> PASSAGE PROVIDED:
The death of Johnny Hallyday – announced on Wednesday, December 6 – has caused a huge wave of grief across the French-speaking world. The singer-songwriter had a career that spanned six decades.
Hallyday, 74, had a long history of lung problems, and after a recent bout of lung cancer succumbed to the illness at his home just outside Paris late on Tuesday, with his family by his side.
“France’s Elvis” performed on many occasions in Monaco, always attracting a large following of admirers. In an interview with French-language Monaco-Matin on Wednesday, Prince Albert, who had met the singer several times in Paris and Monaco and over the years had forged ties of friendship, spoke of his own sadness.
“Johnny liked to come to the Principality, he had a lot of loyal admirers in Monaco and in the region. Johnny is a part of our daily lives, pleasant and festive moments in our lives,” the Prince told the daily.

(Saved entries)
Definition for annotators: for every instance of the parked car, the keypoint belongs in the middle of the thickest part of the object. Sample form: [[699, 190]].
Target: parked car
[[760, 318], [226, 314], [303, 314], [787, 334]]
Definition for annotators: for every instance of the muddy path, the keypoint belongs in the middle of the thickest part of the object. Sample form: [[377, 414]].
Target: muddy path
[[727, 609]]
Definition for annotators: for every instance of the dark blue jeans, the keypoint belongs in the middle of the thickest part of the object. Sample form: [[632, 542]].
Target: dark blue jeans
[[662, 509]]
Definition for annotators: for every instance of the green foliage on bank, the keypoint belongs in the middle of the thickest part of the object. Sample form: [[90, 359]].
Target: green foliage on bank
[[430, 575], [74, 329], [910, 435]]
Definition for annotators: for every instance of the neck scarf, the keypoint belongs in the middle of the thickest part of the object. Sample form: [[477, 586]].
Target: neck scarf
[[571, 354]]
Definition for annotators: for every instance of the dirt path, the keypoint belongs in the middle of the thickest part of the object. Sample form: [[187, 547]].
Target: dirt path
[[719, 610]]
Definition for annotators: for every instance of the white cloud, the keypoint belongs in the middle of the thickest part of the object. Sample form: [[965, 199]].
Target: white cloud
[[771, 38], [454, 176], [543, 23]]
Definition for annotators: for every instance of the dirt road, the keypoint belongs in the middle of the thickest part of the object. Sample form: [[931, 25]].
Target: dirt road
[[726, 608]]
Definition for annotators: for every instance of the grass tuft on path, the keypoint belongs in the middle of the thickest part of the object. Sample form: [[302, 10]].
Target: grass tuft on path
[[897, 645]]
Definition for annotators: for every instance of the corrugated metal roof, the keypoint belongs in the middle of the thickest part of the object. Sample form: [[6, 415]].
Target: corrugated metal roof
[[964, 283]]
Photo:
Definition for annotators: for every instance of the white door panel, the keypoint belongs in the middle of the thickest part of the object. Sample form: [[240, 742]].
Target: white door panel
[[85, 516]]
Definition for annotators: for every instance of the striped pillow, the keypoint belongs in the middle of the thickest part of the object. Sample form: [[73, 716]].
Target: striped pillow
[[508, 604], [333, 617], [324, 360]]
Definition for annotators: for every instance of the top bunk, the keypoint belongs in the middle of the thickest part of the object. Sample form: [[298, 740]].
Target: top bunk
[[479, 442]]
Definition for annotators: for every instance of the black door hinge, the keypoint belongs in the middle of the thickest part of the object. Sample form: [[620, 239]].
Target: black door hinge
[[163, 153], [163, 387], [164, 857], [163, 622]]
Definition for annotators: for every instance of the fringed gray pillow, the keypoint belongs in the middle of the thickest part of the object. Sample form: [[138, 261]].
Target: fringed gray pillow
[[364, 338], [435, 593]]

> YOUR TASKS:
a) Write out the part of the article on Johnny Hallyday's death that begins at the words "The death of" and stops after "by his side.".
b) According to the article on Johnny Hallyday's death, what caused him to die, and what health history came before it? Answer in one to three sentences.

> YOUR WRITTEN ANSWERS:
a)
The death of Johnny Hallyday – announced on Wednesday, December 6 – has caused a huge wave of grief across the French-speaking world. The singer-songwriter had a career that spanned six decades.
Hallyday, 74, had a long history of lung problems, and after a recent bout of lung cancer succumbed to the illness at his home just outside Paris late on Tuesday, with his family by his side.

b) Hallyday died of lung cancer, which he had recently been ill with. He already had a long history of lung problems.